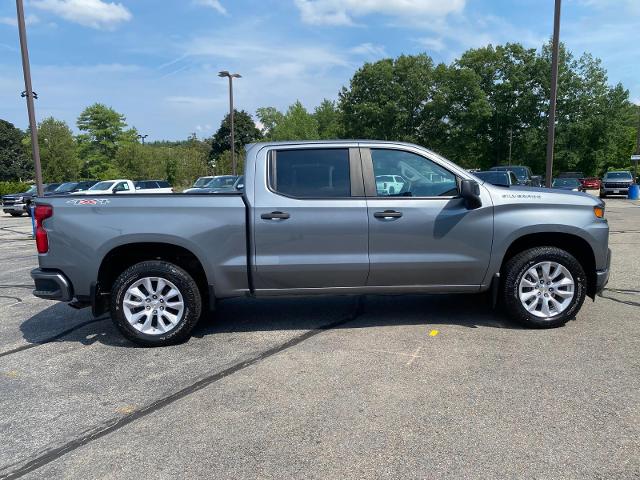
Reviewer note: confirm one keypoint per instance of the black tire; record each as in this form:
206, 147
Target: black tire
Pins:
168, 271
518, 265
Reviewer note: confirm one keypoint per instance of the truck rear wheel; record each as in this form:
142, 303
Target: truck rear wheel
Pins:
543, 287
155, 303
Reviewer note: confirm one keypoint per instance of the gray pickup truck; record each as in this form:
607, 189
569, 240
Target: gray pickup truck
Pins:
313, 219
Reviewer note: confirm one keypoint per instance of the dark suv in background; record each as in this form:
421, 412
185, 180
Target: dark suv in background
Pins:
17, 204
616, 183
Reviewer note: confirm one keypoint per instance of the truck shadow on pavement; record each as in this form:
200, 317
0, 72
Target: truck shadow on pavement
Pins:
262, 315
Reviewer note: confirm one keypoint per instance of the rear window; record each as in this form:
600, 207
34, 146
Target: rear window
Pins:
311, 173
146, 185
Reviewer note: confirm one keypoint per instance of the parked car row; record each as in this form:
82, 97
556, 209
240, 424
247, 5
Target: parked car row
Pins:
18, 204
613, 183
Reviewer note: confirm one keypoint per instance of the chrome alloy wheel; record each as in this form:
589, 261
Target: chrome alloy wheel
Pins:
153, 305
546, 289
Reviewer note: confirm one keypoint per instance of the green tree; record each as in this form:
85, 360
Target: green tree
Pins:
103, 131
385, 100
269, 117
245, 131
223, 165
58, 154
15, 164
296, 124
328, 118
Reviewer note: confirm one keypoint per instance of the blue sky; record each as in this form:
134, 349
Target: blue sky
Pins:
157, 61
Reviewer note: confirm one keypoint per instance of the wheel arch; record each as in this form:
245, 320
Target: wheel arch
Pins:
571, 243
122, 256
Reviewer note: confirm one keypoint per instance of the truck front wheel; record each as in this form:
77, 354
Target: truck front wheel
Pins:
543, 287
155, 303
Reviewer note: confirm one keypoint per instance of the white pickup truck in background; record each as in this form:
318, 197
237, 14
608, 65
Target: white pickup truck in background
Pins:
127, 186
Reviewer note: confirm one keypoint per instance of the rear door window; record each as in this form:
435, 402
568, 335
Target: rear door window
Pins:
311, 173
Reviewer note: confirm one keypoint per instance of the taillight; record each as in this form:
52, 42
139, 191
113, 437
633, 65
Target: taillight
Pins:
40, 214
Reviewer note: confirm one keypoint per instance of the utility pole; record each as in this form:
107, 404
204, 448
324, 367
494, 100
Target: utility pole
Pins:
29, 94
231, 76
554, 93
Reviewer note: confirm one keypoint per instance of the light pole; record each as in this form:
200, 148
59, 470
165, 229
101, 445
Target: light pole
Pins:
231, 76
29, 94
554, 93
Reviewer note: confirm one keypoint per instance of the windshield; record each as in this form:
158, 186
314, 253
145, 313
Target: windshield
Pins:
221, 182
102, 186
566, 182
623, 175
66, 187
493, 177
201, 182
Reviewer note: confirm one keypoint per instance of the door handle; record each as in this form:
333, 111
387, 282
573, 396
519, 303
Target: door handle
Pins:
275, 216
388, 214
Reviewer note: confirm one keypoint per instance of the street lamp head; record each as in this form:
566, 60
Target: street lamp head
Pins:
225, 73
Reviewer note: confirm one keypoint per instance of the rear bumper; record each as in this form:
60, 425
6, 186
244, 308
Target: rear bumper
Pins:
52, 285
602, 276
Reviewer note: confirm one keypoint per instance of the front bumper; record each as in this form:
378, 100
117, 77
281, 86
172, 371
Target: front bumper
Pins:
52, 285
615, 191
15, 208
602, 276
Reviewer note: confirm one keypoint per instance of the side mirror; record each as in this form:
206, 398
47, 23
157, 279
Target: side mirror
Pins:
470, 192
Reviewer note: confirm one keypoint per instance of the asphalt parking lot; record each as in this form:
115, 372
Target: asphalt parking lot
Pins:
339, 387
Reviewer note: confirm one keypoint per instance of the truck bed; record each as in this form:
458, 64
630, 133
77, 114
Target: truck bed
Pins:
90, 227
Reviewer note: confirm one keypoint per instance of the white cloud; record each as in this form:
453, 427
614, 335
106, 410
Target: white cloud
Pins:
369, 50
90, 13
342, 12
13, 22
215, 4
431, 43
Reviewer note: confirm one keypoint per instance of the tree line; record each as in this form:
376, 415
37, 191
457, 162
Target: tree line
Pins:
486, 108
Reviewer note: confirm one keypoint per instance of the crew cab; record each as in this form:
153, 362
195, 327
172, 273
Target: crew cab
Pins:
313, 219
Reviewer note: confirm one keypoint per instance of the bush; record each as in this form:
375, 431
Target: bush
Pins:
13, 187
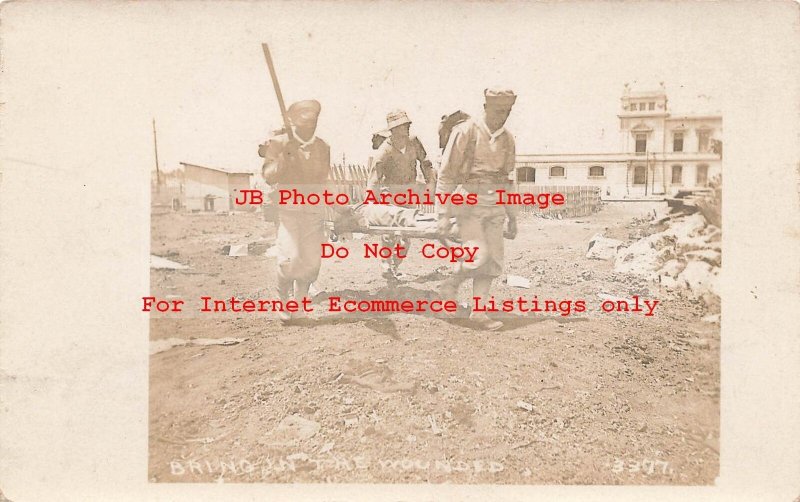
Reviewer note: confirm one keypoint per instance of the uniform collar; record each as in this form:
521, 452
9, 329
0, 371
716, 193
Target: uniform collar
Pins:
492, 135
403, 151
305, 143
---
— YOUR GOAL —
Within the entries above, work out the number of lines that include the string "rear" and give only that.

— YOUR RESPONSE —
8